RE: [Axiom-developer] CCL maintenance.
Tue, 12 Jun 2007 17:54:51 +0100 (GMT Standard Time)
As term comes to an end I re-scanned the Axiom list and observe the
discussion about CCL. Those who view the parenthesised abstract machine
with bignum arithmetic and a garbage collector as separate from Axiom
itself are liable to want to fall in with whatever standards Common/ANSI
Lisp purveys. If they are careful they will limit themselves to using JUST
the standardised facilities so that they have multiple "vendors" of that
An alternative view (which is closer to the one I have) is that code at
that level can serve more like a kernel for an algebra system, and that
almost nobody writes "(de foo (...))" directly. As little as possible of
that is written to allow a bootstrap process to lift the bulk of coding to
a higher level. That sort of stuff may be the output of a translator from
a higher level notation, but the output from translators is essentially
guaranteed to be stylised and readily controllable. If the "lisp" becomes
a dedicated kernel for an algebra system one loses a big vibrant
world-wide community of Lisp developers maintaining it for the benefit of
other projects. Hmmm - I do not know how many of such there actually are!

..........

## Requirements
1) Answer these questions about the mailing-list message on CCL maintenance:
(a) On what date was the message sent?
(b) What does the message say almost nobody writes directly?
(c) What does the message say one loses if the "lisp" becomes a dedicated kernel for an algebra system?
2) Write the next few sentences of the mailing-list message on CCL maintenance, picking up after its final sentence.

## Information shown
..........

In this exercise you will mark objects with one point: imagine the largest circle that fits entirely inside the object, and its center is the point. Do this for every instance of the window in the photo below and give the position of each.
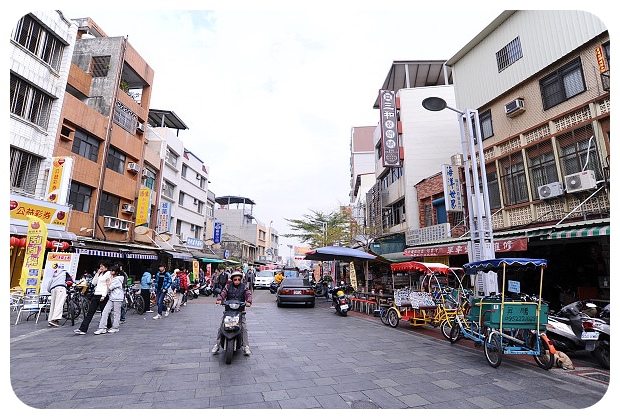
(486, 124)
(578, 152)
(493, 188)
(24, 171)
(30, 103)
(562, 84)
(30, 34)
(116, 161)
(109, 205)
(509, 54)
(171, 158)
(513, 179)
(100, 65)
(85, 145)
(79, 196)
(542, 166)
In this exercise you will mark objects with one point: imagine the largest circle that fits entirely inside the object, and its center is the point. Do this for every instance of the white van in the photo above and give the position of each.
(264, 278)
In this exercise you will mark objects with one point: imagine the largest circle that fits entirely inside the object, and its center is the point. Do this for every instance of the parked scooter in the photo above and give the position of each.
(340, 300)
(572, 330)
(230, 329)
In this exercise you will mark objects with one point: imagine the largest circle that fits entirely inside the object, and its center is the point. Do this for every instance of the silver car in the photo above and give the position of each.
(264, 278)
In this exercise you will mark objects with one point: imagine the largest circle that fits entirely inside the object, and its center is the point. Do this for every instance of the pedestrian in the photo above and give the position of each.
(163, 281)
(57, 287)
(249, 276)
(116, 296)
(122, 272)
(101, 281)
(145, 290)
(236, 290)
(181, 286)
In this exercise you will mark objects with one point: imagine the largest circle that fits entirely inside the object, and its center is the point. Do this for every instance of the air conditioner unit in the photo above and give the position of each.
(128, 208)
(580, 181)
(134, 167)
(515, 107)
(110, 222)
(550, 190)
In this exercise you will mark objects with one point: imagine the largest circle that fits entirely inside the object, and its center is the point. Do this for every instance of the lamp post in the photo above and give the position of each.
(479, 210)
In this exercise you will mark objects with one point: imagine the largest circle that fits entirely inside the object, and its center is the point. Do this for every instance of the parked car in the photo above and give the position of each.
(264, 278)
(295, 290)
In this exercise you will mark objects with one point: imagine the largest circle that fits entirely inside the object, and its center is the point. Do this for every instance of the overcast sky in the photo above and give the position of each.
(270, 96)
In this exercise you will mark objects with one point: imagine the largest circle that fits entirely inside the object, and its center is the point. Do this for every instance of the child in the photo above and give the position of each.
(115, 290)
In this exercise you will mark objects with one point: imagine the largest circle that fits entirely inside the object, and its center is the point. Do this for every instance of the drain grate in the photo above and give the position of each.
(599, 377)
(364, 404)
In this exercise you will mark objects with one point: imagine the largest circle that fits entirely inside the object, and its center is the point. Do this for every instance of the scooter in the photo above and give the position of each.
(340, 300)
(230, 329)
(572, 330)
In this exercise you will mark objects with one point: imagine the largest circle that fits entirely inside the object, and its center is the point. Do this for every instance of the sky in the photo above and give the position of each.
(270, 94)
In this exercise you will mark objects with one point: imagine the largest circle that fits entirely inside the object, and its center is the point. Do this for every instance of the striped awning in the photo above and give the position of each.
(577, 232)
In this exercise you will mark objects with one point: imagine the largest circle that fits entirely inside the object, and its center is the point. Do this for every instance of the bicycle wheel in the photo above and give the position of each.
(446, 327)
(455, 332)
(384, 316)
(546, 359)
(493, 349)
(139, 303)
(392, 317)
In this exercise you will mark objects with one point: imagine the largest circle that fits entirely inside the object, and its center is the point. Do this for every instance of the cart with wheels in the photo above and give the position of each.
(515, 326)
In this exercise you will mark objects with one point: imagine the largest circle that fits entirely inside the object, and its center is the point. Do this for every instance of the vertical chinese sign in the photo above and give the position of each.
(36, 239)
(389, 129)
(452, 188)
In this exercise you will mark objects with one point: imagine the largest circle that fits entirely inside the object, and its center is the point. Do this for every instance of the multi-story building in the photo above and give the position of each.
(540, 82)
(41, 47)
(425, 142)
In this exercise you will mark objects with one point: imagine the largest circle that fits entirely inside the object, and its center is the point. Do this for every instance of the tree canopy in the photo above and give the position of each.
(320, 229)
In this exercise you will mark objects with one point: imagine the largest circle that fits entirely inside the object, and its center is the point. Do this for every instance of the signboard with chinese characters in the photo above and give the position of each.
(432, 233)
(53, 215)
(389, 129)
(506, 245)
(452, 188)
(163, 220)
(59, 180)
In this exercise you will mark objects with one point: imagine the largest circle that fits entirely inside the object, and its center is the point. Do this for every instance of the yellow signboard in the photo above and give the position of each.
(30, 280)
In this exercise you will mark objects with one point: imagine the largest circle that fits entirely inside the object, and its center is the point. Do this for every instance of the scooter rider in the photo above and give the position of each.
(236, 290)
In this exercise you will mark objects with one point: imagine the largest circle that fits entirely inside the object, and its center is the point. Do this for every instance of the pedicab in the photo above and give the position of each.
(514, 326)
(433, 304)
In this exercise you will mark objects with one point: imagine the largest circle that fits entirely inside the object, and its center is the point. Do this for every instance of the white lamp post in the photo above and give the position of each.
(480, 223)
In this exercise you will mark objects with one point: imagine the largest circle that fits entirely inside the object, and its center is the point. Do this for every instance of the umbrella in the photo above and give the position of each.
(345, 254)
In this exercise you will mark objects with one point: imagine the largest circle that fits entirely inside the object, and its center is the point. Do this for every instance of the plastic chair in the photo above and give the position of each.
(33, 303)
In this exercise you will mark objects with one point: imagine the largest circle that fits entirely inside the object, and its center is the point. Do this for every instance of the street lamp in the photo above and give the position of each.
(479, 210)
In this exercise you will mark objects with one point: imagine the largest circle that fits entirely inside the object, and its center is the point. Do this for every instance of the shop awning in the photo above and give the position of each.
(577, 232)
(20, 230)
(180, 255)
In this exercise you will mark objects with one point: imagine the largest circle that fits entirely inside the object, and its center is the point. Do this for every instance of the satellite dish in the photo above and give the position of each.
(141, 230)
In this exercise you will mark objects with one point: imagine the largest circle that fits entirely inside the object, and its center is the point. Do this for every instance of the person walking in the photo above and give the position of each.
(236, 290)
(57, 287)
(116, 295)
(249, 278)
(101, 281)
(163, 281)
(145, 290)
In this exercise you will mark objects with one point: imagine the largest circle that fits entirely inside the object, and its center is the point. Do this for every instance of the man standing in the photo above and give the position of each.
(57, 287)
(163, 280)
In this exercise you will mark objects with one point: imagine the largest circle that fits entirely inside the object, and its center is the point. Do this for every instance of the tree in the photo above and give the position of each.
(319, 229)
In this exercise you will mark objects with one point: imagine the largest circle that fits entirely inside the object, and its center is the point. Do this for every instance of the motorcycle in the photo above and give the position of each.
(193, 291)
(340, 300)
(573, 330)
(230, 329)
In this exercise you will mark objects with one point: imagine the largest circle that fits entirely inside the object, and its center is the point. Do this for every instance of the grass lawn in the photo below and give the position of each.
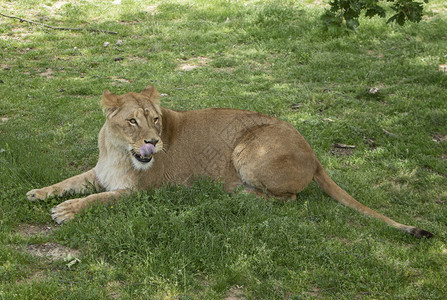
(382, 90)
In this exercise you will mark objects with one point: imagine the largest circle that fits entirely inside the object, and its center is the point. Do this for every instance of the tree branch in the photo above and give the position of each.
(58, 28)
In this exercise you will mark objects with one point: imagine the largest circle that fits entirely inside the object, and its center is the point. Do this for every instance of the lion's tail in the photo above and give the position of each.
(333, 190)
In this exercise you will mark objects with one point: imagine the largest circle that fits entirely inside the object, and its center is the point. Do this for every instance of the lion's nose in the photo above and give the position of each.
(152, 141)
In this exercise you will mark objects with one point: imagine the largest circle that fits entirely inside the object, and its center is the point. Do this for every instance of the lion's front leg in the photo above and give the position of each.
(78, 184)
(68, 209)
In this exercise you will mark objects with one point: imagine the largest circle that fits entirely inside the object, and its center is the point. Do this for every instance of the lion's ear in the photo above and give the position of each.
(152, 93)
(110, 102)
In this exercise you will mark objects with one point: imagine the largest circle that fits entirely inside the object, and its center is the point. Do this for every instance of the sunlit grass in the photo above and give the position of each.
(198, 242)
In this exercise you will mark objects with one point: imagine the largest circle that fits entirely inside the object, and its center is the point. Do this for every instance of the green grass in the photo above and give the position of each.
(198, 242)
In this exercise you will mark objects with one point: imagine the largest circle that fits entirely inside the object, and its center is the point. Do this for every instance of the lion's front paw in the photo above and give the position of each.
(37, 194)
(66, 210)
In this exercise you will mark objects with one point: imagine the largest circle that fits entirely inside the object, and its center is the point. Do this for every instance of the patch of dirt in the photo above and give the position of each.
(315, 293)
(51, 251)
(152, 9)
(193, 63)
(235, 293)
(439, 138)
(27, 230)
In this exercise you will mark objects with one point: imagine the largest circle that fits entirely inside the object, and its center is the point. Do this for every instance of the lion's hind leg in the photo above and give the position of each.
(274, 160)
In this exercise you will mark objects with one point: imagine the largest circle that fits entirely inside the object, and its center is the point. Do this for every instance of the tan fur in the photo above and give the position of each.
(241, 148)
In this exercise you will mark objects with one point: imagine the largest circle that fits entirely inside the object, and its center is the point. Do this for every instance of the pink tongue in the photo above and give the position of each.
(147, 150)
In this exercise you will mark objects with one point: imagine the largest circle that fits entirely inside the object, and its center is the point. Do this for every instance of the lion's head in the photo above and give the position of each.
(135, 123)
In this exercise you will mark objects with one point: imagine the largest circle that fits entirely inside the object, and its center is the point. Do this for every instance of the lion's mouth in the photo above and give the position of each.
(140, 158)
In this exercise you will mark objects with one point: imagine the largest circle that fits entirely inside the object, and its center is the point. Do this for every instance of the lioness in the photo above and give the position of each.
(143, 146)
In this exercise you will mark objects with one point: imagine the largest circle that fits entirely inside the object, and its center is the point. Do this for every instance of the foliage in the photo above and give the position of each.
(348, 12)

..........

## Exercise responses
1)
(a) Tuesday, 12 June 2007.
(b) "(de foo (...))"
(c) A big, vibrant, worldwide community of Lisp developers maintaining it for the benefit of other projects.

2)
What one gains is the chance to have something significantly smaller and
thus cheaper to support than FULL Lisp, and a chance to embed system
interfaces within it where that helps flexibility of performance.
If the Axiom Community takes the first of these views then CCL is
not of great interest to it, regardless of the use it had in the NAG days.
If that is the case I would view it as sensible to remove the achchaic
snapshop of my code from the Axiom servers since if it just sits there it
causes a confusion.
For what it is worth these are some of the characteristics of CCL that may
have caused NAG to view it as a plausible route...
(1) Way back, machines did not have as much memory as they do now and use
of Axiom REQUIRED machines of a scale that limited potential uptake. CCL
provided a modest footprint compared with alternatives and that made a big
difference to real-world performance. The world has probably changed
since then! Enthusiasts in well funded labs had the big machines and did
not need to worry, but everybody who was not a specially funded specialist
(2) Geography and time-zones meant that from Cambridge in England it was
easy to talk to NAG in Oxford, and I have previously worked with Griesmer,
Jenks and Blair back in the Scrathpad days.
(3) CCL is designed not for developers but for delivery.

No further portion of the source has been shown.